(Source data)
-*-

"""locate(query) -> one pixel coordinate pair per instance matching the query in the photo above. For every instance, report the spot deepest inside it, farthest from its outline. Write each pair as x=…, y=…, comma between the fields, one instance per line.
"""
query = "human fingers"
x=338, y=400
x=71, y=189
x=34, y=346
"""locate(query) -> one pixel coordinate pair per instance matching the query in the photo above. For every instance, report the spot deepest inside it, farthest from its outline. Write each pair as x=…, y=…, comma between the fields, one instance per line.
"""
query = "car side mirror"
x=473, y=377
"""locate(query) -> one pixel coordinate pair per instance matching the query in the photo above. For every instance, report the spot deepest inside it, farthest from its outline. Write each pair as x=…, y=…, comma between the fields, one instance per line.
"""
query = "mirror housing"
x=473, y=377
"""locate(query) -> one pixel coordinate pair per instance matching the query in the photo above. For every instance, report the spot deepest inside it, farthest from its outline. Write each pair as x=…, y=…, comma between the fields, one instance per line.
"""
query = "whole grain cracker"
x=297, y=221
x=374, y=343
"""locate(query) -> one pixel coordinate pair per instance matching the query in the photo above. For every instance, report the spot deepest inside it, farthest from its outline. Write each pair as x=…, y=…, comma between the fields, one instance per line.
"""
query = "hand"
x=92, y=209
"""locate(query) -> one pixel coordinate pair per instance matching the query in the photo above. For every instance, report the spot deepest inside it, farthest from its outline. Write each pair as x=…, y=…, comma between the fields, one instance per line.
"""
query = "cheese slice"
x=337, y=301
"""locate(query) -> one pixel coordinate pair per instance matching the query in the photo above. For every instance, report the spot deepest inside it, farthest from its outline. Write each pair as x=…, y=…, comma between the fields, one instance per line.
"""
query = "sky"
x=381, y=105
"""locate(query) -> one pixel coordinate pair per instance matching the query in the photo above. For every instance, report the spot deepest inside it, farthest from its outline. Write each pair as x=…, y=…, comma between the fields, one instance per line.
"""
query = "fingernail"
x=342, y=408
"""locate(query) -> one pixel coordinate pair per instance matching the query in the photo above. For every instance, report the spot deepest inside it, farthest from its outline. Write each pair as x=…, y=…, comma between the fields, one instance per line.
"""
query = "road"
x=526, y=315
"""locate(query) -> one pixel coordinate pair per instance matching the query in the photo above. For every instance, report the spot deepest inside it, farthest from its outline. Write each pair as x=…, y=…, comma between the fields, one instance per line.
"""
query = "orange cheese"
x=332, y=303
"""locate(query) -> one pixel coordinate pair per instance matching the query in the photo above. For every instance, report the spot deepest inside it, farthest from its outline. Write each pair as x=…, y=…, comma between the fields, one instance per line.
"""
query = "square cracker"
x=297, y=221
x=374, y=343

-*-

• _EXERCISE OBJECTIVE_
Write the data out again. Match it exactly.

• _EXERCISE SOLUTION_
"""locate(query) -> one pixel coordinate pair per instance matching the query in the photo above. For every instance, report the spot deepest inside it, farthest from its outline. Write each pair as x=…, y=…, comma between the fields, one instance per line.
"""
query = "human fingers"
x=338, y=400
x=71, y=189
x=34, y=346
"""locate(query) -> one pixel coordinate pair per instance matching the query in the photo above. For every instance, report the spot deepest inside it, farthest from its outline. Write each pair as x=…, y=…, comma between the fields, one instance per line.
"""
query = "car side mirror"
x=473, y=377
"""locate(query) -> one pixel coordinate pair per instance matching the query in the photo above. For every instance, report the spot deepest inside it, farthest from its outline. Write each pair as x=…, y=…, comma between the fields, one instance per line.
"""
query = "mirror housing"
x=473, y=377
"""locate(query) -> one pixel coordinate pair per instance matching the query in the photo above. For every instance, report the spot deepest inside it, farthest from its outline. Write each pair as x=…, y=…, comma between the fields, one instance per line.
"""
query = "whole grain cracker"
x=297, y=221
x=374, y=343
"""locate(query) -> one pixel coordinate pair per instance matching the query in the photo above. For every instance, report the spot deepest inside it, farthest from its outline. Write each pair as x=…, y=…, comma between the fields, one instance per line.
"""
query = "hand"
x=92, y=209
"""locate(query) -> one pixel coordinate pair per instance matching the query in the photo above. For every instance, report the spot deepest inside it, farthest from its outline. Write each pair as x=…, y=…, comma between the fields, one instance per line.
"""
query = "cheese slice"
x=337, y=301
"""locate(query) -> one pixel coordinate pair per instance matching the query in the photo above. For every instance, report the spot deepest inside it, farthest from its outline. Write each pair as x=…, y=…, comma between the fields, one instance per line.
"""
query = "sky"
x=381, y=105
"""locate(query) -> one pixel coordinate pair per instance matching the query in the photo above. For every instance, report the spot deepest inside it, farthest from its outline. Write each pair as x=…, y=…, comma between the fields, one instance per line.
"""
query = "fingernail"
x=342, y=408
"""locate(query) -> one pixel coordinate pair per instance matching the query in the photo above. For every instance, report the spot deepest inside it, farthest from its outline. Write each pair as x=…, y=…, comma between the fields, one instance per line.
"""
query = "road"
x=526, y=315
"""locate(query) -> one pixel coordinate pair per instance matching the query in the photo above. For every instance, report the spot deepest inside it, farthest from its outline. Write each pair as x=…, y=…, comma between the fields, one instance per line.
"""
query = "orange cheese"
x=332, y=303
"""locate(query) -> one pixel coordinate pair per instance matching the query in the photo above. For every instance, report the spot deepest inside it, farthest from its outline. Write each pair as x=…, y=…, comma between the fields, one instance per line.
"""
query = "square cracker"
x=297, y=221
x=374, y=343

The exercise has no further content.